** Begin Data to use **
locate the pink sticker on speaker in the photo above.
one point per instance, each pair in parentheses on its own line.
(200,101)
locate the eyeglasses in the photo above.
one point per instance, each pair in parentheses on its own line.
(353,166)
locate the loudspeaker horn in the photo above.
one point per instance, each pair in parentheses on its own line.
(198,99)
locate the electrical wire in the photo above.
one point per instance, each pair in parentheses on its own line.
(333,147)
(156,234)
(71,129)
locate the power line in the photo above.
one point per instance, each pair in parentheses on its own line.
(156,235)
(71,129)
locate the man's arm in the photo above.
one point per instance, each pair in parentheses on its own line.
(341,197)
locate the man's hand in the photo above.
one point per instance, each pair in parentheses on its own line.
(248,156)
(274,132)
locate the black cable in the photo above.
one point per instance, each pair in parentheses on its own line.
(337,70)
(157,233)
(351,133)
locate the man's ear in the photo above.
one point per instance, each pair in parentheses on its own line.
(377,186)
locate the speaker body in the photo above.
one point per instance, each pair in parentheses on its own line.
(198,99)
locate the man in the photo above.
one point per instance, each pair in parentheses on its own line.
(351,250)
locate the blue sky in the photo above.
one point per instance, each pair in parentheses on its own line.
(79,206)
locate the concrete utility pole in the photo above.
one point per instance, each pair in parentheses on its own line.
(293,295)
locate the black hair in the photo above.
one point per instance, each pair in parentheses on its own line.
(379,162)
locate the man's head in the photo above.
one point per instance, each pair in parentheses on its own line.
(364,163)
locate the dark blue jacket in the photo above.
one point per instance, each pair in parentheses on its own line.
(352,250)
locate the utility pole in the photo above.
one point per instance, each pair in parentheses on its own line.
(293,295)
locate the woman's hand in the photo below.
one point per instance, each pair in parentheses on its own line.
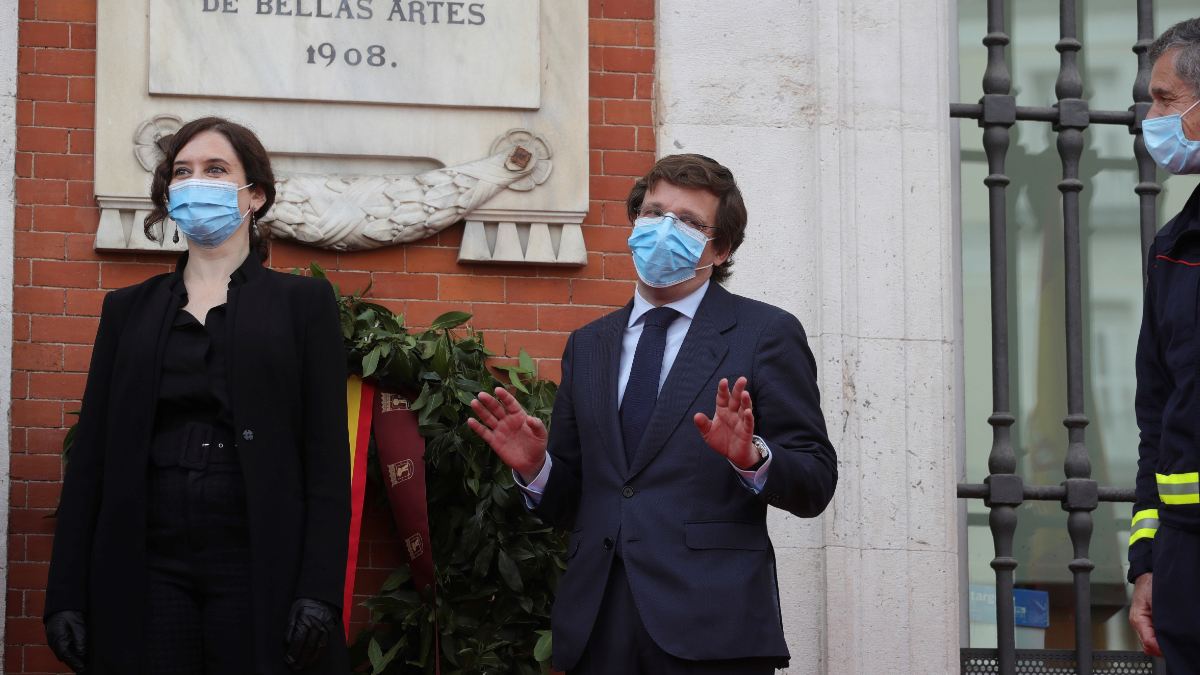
(309,629)
(66,633)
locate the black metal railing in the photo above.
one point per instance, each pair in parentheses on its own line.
(1079,494)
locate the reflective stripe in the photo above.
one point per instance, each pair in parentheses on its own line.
(1179,488)
(1145,525)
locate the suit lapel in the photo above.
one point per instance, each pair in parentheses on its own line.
(701,353)
(604,396)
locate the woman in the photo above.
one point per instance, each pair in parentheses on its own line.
(204,515)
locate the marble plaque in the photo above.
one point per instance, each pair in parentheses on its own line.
(471,53)
(474,135)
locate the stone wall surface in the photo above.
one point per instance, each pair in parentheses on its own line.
(7,168)
(833,115)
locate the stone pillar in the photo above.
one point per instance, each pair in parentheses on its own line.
(7,216)
(834,117)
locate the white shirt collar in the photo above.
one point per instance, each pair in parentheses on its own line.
(685,305)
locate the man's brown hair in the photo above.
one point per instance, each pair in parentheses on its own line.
(703,173)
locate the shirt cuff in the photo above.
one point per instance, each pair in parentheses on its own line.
(534,489)
(755,478)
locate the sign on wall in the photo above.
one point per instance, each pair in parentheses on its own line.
(438,53)
(387,120)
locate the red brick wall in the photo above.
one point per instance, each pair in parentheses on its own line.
(59,280)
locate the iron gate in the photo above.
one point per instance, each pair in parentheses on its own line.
(1003,490)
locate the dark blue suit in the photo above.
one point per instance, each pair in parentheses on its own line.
(691,535)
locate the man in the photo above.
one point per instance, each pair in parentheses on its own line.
(1164,559)
(670,568)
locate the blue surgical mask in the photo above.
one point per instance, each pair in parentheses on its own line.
(665,250)
(1169,145)
(205,210)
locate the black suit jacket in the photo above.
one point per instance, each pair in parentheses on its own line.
(287,389)
(691,535)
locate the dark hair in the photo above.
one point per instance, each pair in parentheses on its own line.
(697,171)
(1183,36)
(251,154)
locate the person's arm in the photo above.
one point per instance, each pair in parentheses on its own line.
(521,441)
(1153,388)
(787,414)
(66,587)
(324,452)
(561,497)
(534,489)
(755,477)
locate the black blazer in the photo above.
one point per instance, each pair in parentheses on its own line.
(691,535)
(287,389)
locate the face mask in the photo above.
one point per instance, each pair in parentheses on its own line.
(205,210)
(1167,143)
(665,250)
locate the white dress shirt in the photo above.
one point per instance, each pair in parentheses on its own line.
(687,306)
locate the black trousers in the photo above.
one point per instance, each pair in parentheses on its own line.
(198,595)
(1176,598)
(619,643)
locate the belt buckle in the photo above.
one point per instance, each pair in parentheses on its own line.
(195,457)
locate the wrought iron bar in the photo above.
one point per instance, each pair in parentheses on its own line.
(1032,113)
(999,113)
(1047,493)
(1003,490)
(1081,494)
(1147,174)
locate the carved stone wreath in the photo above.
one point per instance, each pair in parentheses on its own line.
(352,213)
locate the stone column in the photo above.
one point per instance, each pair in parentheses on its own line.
(834,117)
(7,216)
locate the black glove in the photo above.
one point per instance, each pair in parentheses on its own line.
(66,633)
(310,627)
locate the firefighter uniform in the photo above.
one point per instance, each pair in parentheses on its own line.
(1165,529)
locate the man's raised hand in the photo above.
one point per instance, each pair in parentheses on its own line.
(731,429)
(515,436)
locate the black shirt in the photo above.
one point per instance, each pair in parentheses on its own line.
(195,376)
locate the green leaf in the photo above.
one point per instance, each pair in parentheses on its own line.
(515,378)
(449,320)
(543,650)
(527,363)
(371,362)
(509,571)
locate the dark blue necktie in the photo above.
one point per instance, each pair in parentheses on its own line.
(642,389)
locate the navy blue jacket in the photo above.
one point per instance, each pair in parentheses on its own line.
(691,535)
(1168,405)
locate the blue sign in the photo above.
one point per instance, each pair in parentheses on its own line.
(1031,608)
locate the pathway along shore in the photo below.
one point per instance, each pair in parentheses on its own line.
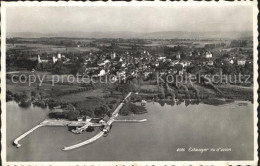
(104,131)
(53,122)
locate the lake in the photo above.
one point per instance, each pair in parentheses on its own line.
(167,128)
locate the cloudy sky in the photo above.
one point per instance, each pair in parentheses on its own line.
(136,19)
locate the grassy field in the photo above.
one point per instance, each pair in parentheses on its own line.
(42,48)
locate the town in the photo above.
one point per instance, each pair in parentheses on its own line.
(138,62)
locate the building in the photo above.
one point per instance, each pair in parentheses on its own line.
(54,59)
(102,72)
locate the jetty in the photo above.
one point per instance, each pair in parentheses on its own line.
(105,130)
(16,141)
(49,122)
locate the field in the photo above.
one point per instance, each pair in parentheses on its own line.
(81,96)
(42,48)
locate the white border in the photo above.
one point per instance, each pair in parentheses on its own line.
(134,3)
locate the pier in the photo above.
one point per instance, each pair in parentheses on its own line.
(16,141)
(82,126)
(105,129)
(49,122)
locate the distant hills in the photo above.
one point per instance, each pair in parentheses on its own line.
(143,35)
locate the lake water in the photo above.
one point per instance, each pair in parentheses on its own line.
(167,129)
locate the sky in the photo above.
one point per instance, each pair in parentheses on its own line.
(46,19)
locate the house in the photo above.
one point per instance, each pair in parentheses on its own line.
(113,55)
(43,59)
(102,72)
(241,62)
(208,55)
(54,59)
(162,58)
(178,56)
(210,63)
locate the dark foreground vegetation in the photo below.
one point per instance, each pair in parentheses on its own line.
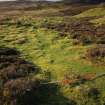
(52,53)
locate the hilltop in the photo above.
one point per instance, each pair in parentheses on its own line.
(52,53)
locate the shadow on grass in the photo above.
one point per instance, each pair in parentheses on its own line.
(18,87)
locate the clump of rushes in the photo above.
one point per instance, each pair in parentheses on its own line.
(96,54)
(15,79)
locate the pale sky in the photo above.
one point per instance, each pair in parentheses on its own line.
(15,0)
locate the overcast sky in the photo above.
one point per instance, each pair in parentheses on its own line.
(15,0)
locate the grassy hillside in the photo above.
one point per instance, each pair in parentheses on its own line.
(66,42)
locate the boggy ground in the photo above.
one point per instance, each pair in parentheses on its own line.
(58,42)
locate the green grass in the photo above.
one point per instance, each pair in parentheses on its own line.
(48,50)
(58,55)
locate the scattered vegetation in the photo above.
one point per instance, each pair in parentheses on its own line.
(54,46)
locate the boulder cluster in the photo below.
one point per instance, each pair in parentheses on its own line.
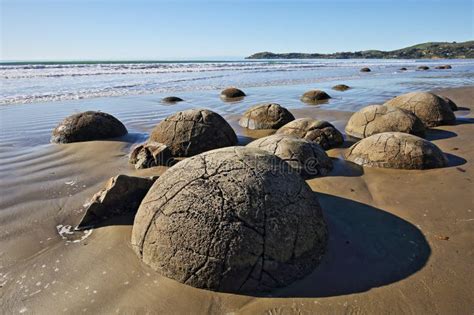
(242,218)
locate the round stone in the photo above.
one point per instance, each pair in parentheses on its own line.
(266,116)
(319,131)
(304,156)
(232,93)
(431,109)
(235,219)
(314,96)
(341,87)
(396,150)
(381,118)
(88,126)
(194,131)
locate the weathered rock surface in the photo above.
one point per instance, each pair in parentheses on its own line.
(194,131)
(396,150)
(431,109)
(450,103)
(235,220)
(150,154)
(121,195)
(305,157)
(341,87)
(232,93)
(171,99)
(315,96)
(319,131)
(381,118)
(88,126)
(266,116)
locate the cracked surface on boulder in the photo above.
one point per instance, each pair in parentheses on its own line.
(266,116)
(88,126)
(194,131)
(375,119)
(234,220)
(396,150)
(431,109)
(306,157)
(319,131)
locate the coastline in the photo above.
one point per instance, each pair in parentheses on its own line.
(409,234)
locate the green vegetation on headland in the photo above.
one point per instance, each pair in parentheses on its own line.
(432,50)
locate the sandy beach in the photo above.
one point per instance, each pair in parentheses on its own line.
(400,241)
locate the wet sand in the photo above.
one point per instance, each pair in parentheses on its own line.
(400,241)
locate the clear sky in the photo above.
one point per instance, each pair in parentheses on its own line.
(115,29)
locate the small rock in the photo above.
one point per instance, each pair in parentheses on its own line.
(150,154)
(121,195)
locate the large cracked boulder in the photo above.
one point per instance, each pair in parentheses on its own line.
(305,157)
(266,116)
(430,108)
(151,154)
(235,219)
(315,97)
(381,118)
(232,93)
(194,131)
(396,150)
(88,126)
(121,195)
(319,131)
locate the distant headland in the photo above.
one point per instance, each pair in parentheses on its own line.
(431,50)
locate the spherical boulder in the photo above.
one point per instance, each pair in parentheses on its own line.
(88,126)
(450,103)
(315,96)
(319,131)
(235,219)
(266,116)
(171,99)
(396,150)
(232,93)
(341,87)
(304,156)
(381,118)
(194,131)
(430,108)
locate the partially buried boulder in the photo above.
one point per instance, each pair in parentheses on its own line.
(381,118)
(305,157)
(315,97)
(341,87)
(430,108)
(150,154)
(396,150)
(232,93)
(88,126)
(121,195)
(319,131)
(194,131)
(266,116)
(234,220)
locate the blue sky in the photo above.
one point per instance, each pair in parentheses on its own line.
(107,29)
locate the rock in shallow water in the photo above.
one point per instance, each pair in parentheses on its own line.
(236,219)
(396,150)
(431,109)
(194,131)
(88,126)
(318,131)
(381,118)
(121,195)
(305,157)
(266,116)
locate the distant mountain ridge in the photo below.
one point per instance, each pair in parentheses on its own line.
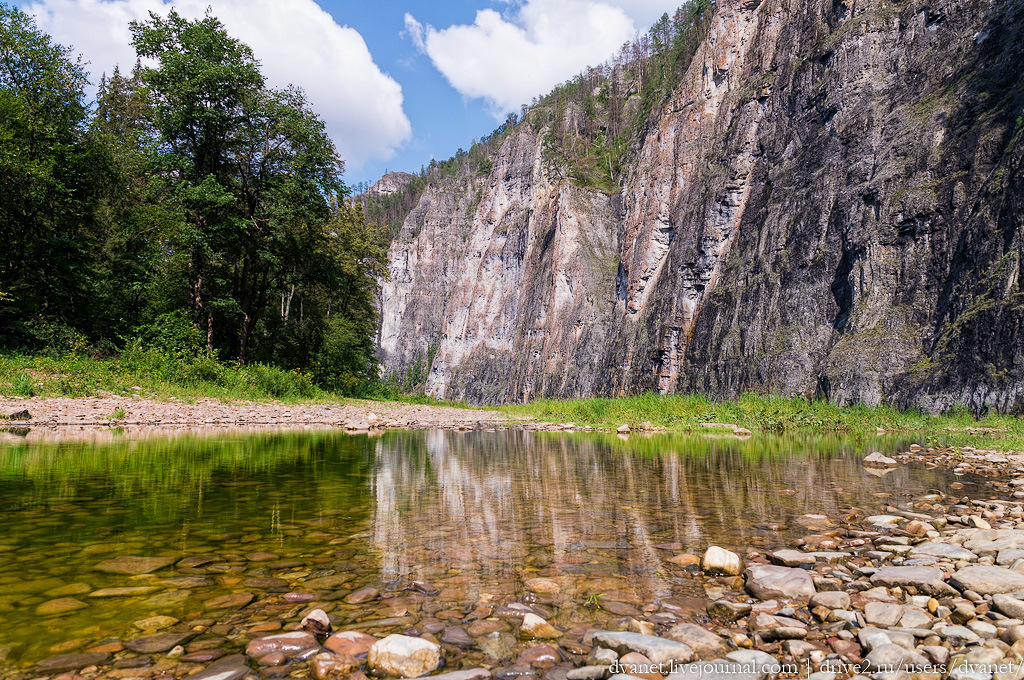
(820,199)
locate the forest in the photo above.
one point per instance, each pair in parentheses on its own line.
(192,211)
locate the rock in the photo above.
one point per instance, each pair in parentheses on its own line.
(834,599)
(61,605)
(720,560)
(540,656)
(468,674)
(228,668)
(290,644)
(125,591)
(543,586)
(791,558)
(883,613)
(456,635)
(403,655)
(134,565)
(946,550)
(66,663)
(926,579)
(327,666)
(155,623)
(1009,605)
(726,610)
(535,627)
(704,643)
(229,601)
(351,643)
(987,580)
(316,622)
(154,644)
(363,595)
(657,649)
(768,582)
(875,459)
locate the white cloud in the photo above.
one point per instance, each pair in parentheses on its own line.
(296,42)
(508,59)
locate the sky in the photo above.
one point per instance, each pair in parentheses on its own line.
(397,82)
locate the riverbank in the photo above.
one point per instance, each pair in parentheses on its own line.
(930,582)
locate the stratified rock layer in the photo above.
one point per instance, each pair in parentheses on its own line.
(830,204)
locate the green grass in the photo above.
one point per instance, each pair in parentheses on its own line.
(773,415)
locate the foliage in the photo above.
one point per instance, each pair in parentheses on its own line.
(195,212)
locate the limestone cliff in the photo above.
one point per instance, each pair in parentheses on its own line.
(828,204)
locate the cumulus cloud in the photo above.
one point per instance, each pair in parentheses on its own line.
(296,41)
(508,59)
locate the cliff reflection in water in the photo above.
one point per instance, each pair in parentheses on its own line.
(508,505)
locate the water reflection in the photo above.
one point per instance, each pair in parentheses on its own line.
(471,512)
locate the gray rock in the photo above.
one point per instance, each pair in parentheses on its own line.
(290,644)
(658,650)
(883,613)
(403,655)
(704,643)
(66,663)
(947,550)
(155,644)
(769,582)
(986,580)
(835,599)
(926,579)
(1011,606)
(228,668)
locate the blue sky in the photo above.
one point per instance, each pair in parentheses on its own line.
(398,82)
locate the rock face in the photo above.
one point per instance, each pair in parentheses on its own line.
(818,209)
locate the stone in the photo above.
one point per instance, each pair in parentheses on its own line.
(456,635)
(365,594)
(539,655)
(704,643)
(726,610)
(657,649)
(535,627)
(720,560)
(132,565)
(228,668)
(403,655)
(155,623)
(125,591)
(543,586)
(986,580)
(834,599)
(926,579)
(1011,606)
(945,550)
(351,643)
(66,663)
(876,459)
(327,666)
(769,582)
(791,557)
(883,613)
(154,644)
(229,601)
(289,644)
(60,605)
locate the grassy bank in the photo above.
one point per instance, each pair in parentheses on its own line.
(772,414)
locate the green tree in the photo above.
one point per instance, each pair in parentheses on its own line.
(46,172)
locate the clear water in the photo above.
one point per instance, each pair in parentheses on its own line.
(473,513)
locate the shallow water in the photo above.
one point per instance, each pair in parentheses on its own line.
(472,513)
** End Data to use **
Task brief: Return, word for word, every line from the line with "locate the cliff" to the final line of the data.

Worked solution:
locate the cliff reflection in water in the photo above.
one point per instance, each pair in parentheses on its own line.
(508,505)
locate the water reflection in the photo above.
one point per instance, each pair in parentheses on its own line.
(471,512)
locate the gray rock in the photo above.
one point per instance, each pair in parentheses on its own line.
(290,644)
(658,650)
(883,613)
(403,655)
(704,643)
(66,663)
(947,550)
(155,644)
(769,582)
(986,580)
(835,599)
(926,579)
(1011,606)
(228,668)
locate the blue sky in the photo above.
one point per instance, each pair in parentheses on its own line.
(398,82)
locate the rock face in the photo above.
one point per instance, each pair in parentheses on its own line.
(818,209)
locate the stone in the photo above.
one point per instance, each pair in parentheses on its own line.
(456,635)
(365,594)
(539,655)
(704,643)
(726,610)
(657,649)
(535,627)
(720,560)
(132,565)
(228,668)
(403,655)
(155,623)
(125,591)
(543,586)
(986,580)
(834,599)
(926,579)
(1011,606)
(945,550)
(351,643)
(66,663)
(876,459)
(327,666)
(769,582)
(791,557)
(883,613)
(154,644)
(229,601)
(289,644)
(60,605)
locate the grassy bank in the photo above.
one point per instance, each pair in parentheses on its own line.
(772,414)
locate the green tree in the photo above.
one point per instance, each pair in parentheses on its own line.
(46,172)
locate the clear water in the photo above.
one point per instance, each pair in parentheses on its own line.
(473,513)
locate the shallow water in the photo above.
one point per instance, each pair in parentheses on its own line.
(472,513)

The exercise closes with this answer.